» WORK ORDER
Could you filter the records below and keep only the lines with the word "ceiling"?

*** Opening of RECORDS SUPPLIED ***

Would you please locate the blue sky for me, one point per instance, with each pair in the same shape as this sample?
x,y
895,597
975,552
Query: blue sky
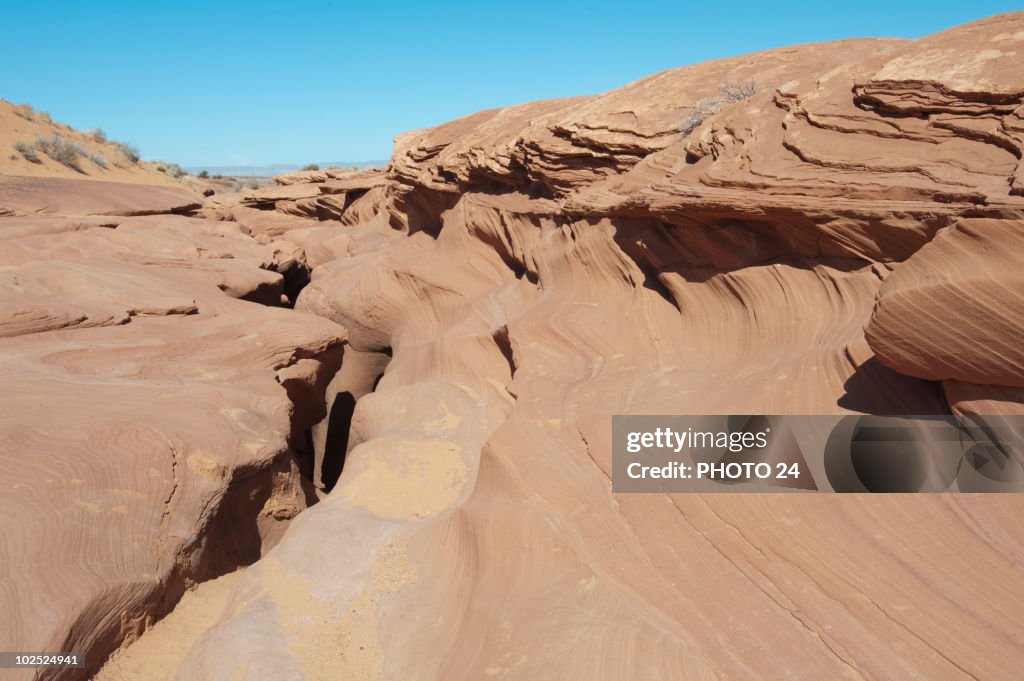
x,y
239,83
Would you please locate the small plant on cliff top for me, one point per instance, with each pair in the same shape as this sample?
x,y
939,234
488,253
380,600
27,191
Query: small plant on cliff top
x,y
128,152
27,151
729,92
62,151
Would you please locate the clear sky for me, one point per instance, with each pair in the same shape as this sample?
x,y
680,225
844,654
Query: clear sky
x,y
240,83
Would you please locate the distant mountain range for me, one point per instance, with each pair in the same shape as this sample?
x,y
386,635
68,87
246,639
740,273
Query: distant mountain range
x,y
279,168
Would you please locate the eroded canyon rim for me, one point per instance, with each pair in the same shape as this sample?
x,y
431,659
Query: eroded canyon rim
x,y
846,237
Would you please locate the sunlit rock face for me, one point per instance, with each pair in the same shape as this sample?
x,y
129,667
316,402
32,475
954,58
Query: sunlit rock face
x,y
817,229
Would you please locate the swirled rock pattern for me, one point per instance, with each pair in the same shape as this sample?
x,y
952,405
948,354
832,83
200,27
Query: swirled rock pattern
x,y
153,417
520,274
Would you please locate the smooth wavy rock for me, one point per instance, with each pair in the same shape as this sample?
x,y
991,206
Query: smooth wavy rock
x,y
151,420
526,272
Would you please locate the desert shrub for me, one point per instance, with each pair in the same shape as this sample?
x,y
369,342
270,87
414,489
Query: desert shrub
x,y
27,151
172,169
129,152
60,150
26,112
729,92
739,91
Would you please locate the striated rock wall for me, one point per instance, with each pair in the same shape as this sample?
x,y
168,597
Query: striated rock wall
x,y
535,269
842,241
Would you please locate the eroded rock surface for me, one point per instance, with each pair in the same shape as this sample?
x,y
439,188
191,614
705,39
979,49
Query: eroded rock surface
x,y
521,274
154,420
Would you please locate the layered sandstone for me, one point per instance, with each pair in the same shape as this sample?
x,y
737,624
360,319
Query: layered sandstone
x,y
845,240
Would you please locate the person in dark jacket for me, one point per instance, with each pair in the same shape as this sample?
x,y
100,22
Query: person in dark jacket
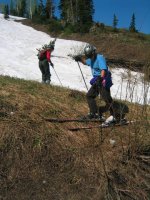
x,y
100,83
44,61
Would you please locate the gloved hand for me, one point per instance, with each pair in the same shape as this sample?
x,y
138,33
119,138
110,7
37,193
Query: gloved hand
x,y
77,58
93,80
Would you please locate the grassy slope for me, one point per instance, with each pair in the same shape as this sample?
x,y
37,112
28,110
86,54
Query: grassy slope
x,y
41,160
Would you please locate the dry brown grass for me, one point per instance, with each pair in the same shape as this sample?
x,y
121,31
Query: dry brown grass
x,y
42,160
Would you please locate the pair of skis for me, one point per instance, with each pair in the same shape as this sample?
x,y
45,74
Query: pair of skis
x,y
103,125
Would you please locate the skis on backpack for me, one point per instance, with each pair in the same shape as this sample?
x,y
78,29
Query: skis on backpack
x,y
102,126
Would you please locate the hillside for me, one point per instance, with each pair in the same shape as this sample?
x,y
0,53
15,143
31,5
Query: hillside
x,y
42,160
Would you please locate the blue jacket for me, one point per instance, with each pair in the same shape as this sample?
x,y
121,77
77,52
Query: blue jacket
x,y
97,65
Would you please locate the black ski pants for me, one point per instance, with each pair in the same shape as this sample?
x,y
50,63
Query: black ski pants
x,y
105,94
44,68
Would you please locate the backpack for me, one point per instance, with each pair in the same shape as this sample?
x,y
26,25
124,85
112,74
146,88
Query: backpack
x,y
42,54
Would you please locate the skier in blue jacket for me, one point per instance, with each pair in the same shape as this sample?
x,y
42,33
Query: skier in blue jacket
x,y
100,84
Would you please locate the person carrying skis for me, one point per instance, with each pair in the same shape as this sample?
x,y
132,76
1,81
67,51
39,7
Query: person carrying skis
x,y
100,84
44,61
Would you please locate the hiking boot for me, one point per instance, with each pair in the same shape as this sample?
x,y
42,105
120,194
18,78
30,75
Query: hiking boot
x,y
109,121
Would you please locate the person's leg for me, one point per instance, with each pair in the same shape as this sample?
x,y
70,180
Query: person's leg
x,y
47,74
91,95
42,71
106,96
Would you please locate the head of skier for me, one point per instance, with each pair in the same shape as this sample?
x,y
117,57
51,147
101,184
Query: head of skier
x,y
90,51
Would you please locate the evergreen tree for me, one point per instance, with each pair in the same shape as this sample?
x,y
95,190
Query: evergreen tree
x,y
78,13
41,9
22,10
132,27
115,23
49,9
6,12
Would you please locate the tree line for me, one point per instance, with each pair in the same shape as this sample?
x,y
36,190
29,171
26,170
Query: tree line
x,y
75,15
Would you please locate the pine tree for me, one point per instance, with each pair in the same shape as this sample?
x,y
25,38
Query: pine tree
x,y
132,27
49,9
78,13
41,9
6,12
115,23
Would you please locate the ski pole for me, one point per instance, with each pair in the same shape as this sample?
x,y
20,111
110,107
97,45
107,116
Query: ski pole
x,y
57,76
82,76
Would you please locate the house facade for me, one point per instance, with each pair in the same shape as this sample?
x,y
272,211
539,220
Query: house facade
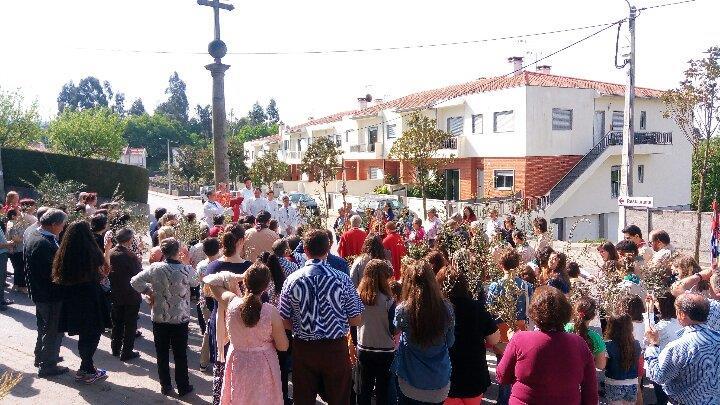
x,y
551,139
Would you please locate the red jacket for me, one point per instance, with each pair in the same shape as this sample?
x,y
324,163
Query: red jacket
x,y
396,245
351,242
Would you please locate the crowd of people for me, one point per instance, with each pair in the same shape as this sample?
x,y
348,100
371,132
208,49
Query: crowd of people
x,y
376,321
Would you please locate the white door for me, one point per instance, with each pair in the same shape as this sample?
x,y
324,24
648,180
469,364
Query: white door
x,y
598,126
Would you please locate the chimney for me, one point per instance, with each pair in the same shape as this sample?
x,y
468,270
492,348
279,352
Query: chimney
x,y
543,69
516,63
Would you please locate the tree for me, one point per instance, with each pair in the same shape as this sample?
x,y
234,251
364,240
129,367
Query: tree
x,y
257,115
268,169
137,107
176,106
273,115
194,163
19,124
320,161
152,132
92,133
418,147
695,107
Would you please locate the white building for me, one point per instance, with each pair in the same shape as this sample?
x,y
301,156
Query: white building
x,y
555,140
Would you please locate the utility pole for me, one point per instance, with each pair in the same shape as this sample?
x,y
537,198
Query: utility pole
x,y
217,49
628,145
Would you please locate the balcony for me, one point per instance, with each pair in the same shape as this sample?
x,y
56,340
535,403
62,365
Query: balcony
x,y
363,148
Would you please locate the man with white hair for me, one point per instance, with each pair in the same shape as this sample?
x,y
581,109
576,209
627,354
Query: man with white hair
x,y
352,240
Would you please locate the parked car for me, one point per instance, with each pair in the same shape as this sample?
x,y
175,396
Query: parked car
x,y
297,199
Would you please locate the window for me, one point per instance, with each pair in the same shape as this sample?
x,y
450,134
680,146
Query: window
x,y
562,119
391,131
618,121
643,120
503,121
615,181
454,126
477,124
504,179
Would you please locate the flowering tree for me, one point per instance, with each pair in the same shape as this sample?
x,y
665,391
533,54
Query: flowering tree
x,y
320,161
418,146
695,107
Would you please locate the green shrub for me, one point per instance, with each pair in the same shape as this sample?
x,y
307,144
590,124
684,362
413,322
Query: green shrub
x,y
21,167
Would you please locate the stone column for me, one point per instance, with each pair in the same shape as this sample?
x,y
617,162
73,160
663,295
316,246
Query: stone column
x,y
220,149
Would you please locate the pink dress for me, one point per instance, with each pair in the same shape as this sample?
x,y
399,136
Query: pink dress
x,y
252,370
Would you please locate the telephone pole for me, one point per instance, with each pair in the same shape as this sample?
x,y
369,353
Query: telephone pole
x,y
628,145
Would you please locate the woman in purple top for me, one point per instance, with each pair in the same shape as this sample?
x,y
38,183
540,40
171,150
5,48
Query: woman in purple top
x,y
549,366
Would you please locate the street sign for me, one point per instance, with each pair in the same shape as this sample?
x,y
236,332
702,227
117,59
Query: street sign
x,y
645,202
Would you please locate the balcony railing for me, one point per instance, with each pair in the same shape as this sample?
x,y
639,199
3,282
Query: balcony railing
x,y
363,148
450,143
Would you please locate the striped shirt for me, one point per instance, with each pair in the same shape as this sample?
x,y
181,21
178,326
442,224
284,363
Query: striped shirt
x,y
688,368
319,301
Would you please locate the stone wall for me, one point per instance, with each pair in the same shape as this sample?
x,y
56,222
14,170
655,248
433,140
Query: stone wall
x,y
680,225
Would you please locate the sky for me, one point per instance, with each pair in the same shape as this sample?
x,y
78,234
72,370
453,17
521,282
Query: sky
x,y
48,43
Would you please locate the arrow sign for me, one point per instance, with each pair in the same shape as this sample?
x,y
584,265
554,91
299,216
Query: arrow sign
x,y
645,202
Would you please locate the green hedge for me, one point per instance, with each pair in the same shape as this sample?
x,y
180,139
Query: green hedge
x,y
100,176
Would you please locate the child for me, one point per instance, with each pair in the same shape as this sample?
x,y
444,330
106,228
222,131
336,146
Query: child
x,y
624,354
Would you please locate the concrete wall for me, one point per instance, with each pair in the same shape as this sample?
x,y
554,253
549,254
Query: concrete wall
x,y
680,225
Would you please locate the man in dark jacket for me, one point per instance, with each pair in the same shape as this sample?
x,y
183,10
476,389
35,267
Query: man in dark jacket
x,y
124,265
39,250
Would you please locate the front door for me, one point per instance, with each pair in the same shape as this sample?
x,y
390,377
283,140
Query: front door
x,y
452,184
598,126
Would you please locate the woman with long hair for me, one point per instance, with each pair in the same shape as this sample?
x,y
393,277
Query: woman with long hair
x,y
426,323
584,311
624,353
372,249
85,311
547,365
255,330
375,344
474,329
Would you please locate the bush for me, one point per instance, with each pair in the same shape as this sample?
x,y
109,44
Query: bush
x,y
21,167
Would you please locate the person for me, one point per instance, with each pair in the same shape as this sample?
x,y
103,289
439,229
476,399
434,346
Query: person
x,y
254,205
542,236
633,234
584,311
468,215
668,329
39,249
124,265
396,245
351,241
527,253
375,337
547,366
475,329
272,204
167,285
417,235
212,208
320,354
493,225
660,242
431,233
288,218
260,238
427,330
372,249
621,372
78,268
683,367
255,330
232,260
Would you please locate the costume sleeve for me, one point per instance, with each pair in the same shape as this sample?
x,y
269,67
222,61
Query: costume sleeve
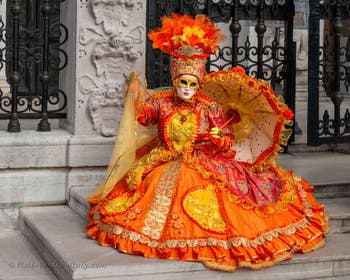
x,y
149,113
217,119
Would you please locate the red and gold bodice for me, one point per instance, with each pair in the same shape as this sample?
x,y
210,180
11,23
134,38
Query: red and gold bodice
x,y
184,125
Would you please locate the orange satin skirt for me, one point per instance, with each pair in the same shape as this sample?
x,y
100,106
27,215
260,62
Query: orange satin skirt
x,y
178,214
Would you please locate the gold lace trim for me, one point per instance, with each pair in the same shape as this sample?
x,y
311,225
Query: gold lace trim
x,y
156,155
121,203
157,215
225,244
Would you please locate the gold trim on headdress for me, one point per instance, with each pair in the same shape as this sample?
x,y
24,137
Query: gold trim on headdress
x,y
189,41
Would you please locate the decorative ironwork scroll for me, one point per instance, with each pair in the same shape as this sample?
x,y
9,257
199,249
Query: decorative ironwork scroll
x,y
329,66
268,56
32,37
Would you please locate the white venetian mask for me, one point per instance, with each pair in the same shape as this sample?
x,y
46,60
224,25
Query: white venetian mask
x,y
186,86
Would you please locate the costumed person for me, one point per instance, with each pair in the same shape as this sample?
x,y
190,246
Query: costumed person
x,y
202,183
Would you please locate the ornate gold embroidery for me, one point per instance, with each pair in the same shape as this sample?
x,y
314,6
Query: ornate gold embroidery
x,y
225,244
157,215
175,221
121,203
203,207
158,154
182,130
132,214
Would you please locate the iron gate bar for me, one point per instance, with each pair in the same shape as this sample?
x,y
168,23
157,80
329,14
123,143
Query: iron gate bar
x,y
33,56
281,57
15,76
325,65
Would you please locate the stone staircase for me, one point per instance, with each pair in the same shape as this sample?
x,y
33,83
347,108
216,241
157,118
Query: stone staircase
x,y
58,234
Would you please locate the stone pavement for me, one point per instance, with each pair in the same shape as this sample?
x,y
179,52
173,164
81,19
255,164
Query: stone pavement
x,y
19,260
58,234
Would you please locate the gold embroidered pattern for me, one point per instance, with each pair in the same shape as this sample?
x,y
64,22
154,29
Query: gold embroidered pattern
x,y
133,214
157,215
121,203
203,207
225,244
182,130
175,221
158,154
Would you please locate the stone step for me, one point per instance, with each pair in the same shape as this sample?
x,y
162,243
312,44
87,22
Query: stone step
x,y
328,171
337,208
19,260
59,234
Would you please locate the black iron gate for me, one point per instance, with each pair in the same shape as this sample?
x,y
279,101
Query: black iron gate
x,y
272,61
329,71
31,52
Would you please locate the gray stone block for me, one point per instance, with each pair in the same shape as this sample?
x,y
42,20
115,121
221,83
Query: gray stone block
x,y
18,187
63,242
19,260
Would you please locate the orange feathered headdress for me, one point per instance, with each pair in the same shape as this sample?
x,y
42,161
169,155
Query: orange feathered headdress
x,y
189,41
184,36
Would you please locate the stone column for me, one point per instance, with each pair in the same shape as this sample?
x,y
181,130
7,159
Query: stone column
x,y
107,43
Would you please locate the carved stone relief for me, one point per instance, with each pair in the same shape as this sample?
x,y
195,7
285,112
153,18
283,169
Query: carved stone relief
x,y
113,52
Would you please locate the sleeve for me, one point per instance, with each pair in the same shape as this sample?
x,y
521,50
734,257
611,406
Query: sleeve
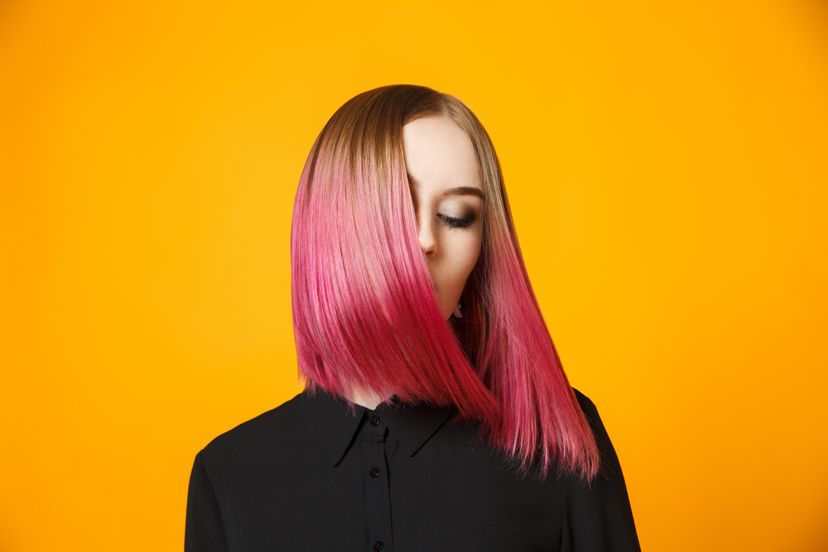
x,y
597,517
203,531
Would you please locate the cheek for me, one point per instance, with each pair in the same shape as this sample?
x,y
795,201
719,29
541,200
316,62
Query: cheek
x,y
461,253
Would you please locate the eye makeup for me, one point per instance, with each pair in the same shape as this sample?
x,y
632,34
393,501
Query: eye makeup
x,y
453,222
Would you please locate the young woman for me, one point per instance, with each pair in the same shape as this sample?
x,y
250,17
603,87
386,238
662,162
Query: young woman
x,y
435,415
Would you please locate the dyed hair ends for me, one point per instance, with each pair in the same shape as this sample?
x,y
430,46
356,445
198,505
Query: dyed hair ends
x,y
365,311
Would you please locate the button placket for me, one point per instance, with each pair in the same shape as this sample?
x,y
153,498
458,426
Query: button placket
x,y
376,484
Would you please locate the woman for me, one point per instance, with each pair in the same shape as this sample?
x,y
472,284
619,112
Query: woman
x,y
436,415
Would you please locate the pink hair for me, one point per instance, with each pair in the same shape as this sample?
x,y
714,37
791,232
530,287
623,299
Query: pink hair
x,y
365,312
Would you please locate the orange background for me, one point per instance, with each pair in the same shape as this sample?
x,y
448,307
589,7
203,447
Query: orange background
x,y
666,164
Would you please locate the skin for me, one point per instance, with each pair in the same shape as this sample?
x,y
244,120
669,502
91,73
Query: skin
x,y
443,174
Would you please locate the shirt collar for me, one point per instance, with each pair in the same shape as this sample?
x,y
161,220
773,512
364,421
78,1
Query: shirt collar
x,y
335,426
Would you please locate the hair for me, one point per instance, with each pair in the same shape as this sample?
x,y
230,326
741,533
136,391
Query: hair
x,y
364,310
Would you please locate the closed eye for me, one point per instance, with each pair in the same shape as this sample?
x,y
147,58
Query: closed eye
x,y
451,222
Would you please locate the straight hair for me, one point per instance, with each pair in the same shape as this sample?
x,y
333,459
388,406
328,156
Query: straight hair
x,y
365,312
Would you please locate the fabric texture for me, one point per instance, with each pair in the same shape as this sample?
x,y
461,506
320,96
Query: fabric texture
x,y
309,475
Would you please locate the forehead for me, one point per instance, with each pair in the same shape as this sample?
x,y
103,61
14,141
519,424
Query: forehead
x,y
439,154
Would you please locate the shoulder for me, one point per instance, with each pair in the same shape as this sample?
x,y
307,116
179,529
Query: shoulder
x,y
263,431
587,406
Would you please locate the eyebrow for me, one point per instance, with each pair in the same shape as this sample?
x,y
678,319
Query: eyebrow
x,y
463,190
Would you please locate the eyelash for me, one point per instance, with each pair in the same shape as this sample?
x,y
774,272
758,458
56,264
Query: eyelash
x,y
451,222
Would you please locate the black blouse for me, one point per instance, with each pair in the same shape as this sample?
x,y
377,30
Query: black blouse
x,y
307,475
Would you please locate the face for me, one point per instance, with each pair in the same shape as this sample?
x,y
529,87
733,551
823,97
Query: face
x,y
446,188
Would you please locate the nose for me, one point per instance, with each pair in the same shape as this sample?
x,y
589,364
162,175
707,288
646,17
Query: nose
x,y
428,242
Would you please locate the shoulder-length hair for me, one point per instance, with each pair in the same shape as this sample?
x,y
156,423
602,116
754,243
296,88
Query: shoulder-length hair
x,y
365,312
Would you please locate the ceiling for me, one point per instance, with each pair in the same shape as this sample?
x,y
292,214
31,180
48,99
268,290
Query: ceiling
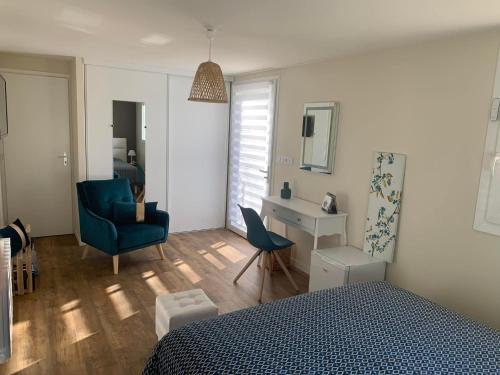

*** Close of RECORDS SUPPLIED ***

» EXERCISE ANSWER
Would you please locate the ceiling for me, one point per instance, with each pair in the same shape as this sample?
Query: ceiling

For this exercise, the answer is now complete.